Exercise input:
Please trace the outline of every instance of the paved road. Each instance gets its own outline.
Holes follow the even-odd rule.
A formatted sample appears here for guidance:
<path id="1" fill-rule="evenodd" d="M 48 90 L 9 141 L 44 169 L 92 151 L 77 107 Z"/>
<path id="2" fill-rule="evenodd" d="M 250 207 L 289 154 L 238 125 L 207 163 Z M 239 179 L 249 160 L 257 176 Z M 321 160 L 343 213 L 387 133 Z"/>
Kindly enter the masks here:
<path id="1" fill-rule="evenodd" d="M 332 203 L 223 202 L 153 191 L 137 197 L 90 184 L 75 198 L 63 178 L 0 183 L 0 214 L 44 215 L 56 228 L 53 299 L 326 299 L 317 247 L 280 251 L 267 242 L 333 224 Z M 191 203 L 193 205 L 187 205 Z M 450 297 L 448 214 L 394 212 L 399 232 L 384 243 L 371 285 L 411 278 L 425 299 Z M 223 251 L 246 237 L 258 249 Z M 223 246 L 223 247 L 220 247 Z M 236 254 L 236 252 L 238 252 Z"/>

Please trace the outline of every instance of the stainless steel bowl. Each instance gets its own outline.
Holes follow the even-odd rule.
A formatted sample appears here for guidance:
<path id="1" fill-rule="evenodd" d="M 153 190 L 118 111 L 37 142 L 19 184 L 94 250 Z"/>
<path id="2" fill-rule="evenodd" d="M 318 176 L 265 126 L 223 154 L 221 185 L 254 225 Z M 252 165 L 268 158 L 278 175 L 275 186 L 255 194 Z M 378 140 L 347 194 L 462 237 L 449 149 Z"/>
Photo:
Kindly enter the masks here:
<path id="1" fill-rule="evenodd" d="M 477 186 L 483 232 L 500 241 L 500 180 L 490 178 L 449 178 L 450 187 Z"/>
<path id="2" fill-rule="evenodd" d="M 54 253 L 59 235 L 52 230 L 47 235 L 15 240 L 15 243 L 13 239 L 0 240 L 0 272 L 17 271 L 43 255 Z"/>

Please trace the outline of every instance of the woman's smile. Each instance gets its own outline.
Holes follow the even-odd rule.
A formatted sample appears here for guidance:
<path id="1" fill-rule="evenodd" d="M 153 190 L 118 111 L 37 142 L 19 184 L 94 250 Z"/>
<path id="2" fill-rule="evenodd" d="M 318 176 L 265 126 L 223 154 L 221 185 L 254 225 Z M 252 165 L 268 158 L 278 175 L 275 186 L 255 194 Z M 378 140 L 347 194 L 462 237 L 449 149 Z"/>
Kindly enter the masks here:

Instructions for the task:
Only the lines that hold the word "instance" are wanted; each should be pulled from the records.

Reply:
Please trace the outline of every instance of the paved road. Each instance gets its own outline.
Please trace the outline of every instance of the stainless steel bowl. Each instance gets its own outline.
Please trace the outline of every instance of the woman's smile. Each instance gets its own outline.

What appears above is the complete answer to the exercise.